### WHAT IS NEEDED:
Repeat word for word everything from the line containing "Exercise. Point out the blue shorts" to the end of the listing, first and last lines included, and only that.

PROVIDED ENTRIES section start

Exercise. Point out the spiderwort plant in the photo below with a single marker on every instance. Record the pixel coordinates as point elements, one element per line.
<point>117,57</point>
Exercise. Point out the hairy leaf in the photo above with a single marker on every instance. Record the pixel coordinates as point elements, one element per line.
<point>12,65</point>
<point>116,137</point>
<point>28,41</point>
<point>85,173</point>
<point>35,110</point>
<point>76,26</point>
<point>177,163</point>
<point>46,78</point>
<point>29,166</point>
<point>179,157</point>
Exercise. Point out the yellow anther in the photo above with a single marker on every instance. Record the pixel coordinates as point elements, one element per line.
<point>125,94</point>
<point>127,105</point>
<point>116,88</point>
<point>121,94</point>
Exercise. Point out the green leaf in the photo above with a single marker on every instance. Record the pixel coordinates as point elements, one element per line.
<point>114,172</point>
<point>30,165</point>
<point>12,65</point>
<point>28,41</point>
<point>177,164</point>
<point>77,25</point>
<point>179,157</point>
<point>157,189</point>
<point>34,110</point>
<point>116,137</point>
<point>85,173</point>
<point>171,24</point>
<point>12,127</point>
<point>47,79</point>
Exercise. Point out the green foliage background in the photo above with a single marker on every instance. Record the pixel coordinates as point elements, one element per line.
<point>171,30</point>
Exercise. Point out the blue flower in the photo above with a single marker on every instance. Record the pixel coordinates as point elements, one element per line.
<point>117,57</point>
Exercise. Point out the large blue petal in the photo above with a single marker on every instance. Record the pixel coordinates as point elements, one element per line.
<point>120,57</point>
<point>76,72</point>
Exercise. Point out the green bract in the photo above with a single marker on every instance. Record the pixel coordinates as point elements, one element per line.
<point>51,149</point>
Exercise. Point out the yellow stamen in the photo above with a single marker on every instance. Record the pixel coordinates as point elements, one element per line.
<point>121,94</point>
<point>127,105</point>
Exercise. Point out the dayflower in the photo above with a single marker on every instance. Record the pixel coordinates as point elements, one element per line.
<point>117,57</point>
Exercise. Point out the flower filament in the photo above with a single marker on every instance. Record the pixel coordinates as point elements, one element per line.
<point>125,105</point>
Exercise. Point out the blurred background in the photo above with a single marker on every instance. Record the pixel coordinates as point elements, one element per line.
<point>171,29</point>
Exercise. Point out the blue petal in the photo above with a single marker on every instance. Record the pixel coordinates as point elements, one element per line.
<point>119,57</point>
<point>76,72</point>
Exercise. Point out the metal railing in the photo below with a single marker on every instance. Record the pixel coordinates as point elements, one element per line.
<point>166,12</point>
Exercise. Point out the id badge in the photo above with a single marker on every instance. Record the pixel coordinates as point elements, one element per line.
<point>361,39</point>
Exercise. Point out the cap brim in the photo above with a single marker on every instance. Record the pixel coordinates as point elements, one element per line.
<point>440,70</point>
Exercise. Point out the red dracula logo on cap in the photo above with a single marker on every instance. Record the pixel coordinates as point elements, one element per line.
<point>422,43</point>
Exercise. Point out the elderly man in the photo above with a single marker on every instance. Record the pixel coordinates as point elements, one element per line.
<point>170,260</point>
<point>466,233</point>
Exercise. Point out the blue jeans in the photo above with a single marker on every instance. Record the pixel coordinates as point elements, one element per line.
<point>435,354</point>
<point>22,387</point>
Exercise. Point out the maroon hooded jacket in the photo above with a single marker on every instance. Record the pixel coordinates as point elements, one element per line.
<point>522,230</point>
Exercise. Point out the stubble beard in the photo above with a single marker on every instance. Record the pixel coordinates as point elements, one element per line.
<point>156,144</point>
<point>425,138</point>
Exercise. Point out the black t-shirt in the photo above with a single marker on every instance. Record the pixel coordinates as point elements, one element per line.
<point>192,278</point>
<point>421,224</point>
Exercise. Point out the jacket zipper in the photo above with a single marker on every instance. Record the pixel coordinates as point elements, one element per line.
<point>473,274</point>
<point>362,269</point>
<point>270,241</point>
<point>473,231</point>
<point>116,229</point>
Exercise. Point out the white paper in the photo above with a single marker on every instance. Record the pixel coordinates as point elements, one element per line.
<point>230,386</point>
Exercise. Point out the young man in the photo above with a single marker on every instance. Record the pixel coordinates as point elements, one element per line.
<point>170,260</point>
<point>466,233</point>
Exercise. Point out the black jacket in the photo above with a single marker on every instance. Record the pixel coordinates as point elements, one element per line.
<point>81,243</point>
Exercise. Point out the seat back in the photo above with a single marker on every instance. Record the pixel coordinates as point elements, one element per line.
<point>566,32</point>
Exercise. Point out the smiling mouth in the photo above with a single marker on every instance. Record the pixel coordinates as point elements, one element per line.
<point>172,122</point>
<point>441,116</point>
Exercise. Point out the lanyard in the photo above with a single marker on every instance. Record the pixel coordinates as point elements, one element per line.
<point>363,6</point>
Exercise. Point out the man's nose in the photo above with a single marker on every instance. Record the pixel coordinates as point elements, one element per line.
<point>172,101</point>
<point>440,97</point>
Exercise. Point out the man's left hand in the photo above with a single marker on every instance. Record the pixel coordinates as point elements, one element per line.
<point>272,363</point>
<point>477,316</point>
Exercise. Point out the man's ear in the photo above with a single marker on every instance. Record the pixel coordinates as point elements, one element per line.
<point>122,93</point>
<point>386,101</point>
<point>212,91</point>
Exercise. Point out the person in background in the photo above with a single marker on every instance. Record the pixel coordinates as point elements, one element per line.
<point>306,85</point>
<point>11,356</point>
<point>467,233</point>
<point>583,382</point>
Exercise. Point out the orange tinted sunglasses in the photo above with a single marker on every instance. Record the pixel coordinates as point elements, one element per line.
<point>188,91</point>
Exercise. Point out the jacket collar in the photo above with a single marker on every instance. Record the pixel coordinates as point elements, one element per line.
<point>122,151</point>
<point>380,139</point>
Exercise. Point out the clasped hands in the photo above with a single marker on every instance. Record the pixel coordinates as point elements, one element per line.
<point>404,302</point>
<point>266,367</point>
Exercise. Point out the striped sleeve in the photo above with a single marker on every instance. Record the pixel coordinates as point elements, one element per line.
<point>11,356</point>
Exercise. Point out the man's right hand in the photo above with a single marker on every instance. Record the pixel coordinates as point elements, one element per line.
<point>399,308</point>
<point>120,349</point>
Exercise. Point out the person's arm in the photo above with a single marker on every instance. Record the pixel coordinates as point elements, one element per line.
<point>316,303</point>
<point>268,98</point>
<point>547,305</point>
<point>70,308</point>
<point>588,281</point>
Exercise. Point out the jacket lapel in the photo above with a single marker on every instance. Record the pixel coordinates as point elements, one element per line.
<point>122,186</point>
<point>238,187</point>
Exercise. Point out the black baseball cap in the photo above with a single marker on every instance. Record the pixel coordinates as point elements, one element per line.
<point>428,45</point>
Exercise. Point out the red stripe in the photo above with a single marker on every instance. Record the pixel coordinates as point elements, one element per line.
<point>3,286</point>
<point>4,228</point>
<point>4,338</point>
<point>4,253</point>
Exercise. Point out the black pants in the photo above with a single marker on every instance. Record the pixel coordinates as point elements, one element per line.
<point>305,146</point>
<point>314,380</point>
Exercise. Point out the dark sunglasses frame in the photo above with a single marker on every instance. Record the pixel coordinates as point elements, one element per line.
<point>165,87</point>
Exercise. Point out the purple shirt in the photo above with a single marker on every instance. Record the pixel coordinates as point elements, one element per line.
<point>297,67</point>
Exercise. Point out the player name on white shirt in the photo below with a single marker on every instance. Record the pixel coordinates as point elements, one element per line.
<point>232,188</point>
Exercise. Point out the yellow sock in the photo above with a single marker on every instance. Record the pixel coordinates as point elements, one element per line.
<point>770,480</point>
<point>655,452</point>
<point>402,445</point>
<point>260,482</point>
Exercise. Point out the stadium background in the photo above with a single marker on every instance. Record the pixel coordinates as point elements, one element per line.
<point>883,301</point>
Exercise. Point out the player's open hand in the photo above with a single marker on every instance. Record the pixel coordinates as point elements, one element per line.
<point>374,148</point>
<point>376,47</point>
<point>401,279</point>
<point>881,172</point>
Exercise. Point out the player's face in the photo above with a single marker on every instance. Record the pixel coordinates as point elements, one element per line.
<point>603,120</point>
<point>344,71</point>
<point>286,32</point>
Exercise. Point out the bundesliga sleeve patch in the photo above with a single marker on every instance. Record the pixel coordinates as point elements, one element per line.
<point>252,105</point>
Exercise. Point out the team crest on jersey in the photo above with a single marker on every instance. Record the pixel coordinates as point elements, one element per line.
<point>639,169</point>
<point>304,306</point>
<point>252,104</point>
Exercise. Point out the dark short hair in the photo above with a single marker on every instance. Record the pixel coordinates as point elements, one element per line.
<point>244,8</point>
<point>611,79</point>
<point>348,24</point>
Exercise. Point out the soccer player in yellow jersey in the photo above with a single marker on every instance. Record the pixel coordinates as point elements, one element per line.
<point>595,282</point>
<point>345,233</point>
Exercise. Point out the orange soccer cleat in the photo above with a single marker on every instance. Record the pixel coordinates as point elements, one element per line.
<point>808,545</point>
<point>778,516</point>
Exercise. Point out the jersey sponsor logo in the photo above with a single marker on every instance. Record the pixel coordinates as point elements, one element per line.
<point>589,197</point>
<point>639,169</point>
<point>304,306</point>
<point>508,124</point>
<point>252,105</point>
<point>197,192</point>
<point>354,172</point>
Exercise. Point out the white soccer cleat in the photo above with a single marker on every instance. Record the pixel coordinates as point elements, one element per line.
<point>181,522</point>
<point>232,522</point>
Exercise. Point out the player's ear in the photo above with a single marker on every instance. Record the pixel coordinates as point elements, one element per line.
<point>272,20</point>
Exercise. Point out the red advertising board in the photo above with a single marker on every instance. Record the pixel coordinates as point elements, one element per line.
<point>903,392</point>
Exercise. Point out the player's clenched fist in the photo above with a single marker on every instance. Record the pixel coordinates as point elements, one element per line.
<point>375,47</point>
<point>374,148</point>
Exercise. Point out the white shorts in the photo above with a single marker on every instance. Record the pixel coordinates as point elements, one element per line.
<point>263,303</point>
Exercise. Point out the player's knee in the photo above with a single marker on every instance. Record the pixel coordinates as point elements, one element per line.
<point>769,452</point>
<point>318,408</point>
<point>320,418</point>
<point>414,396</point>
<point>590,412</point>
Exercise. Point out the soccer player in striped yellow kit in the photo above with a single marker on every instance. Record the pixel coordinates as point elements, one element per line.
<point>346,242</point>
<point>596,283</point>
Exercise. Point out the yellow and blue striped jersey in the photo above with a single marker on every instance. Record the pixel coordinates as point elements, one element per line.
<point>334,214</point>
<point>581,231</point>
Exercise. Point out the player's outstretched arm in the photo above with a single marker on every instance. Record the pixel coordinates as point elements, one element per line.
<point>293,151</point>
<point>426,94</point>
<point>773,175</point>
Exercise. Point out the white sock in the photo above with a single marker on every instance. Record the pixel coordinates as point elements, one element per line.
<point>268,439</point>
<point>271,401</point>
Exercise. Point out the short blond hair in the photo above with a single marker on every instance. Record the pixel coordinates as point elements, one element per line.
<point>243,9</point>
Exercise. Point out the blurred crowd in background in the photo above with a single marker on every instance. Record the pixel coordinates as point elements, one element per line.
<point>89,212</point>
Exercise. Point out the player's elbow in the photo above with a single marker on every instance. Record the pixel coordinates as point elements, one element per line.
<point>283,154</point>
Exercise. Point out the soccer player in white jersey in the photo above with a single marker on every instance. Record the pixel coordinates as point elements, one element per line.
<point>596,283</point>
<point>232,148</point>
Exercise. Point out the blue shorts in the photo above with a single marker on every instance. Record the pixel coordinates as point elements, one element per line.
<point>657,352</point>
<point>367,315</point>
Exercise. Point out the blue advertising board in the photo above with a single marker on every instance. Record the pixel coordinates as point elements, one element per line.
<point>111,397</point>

PROVIDED ENTRIES section end

### ANSWER SPACE:
Exercise. Point out the blue shorts in the photo above with a single marker on every instance. Record the pixel coordinates as point elements, one element per line.
<point>657,352</point>
<point>367,315</point>
Exercise. Point out the blue advertising board in the photo above with a single marker on every instance. Record the pixel coordinates as point elements, one element per line.
<point>111,397</point>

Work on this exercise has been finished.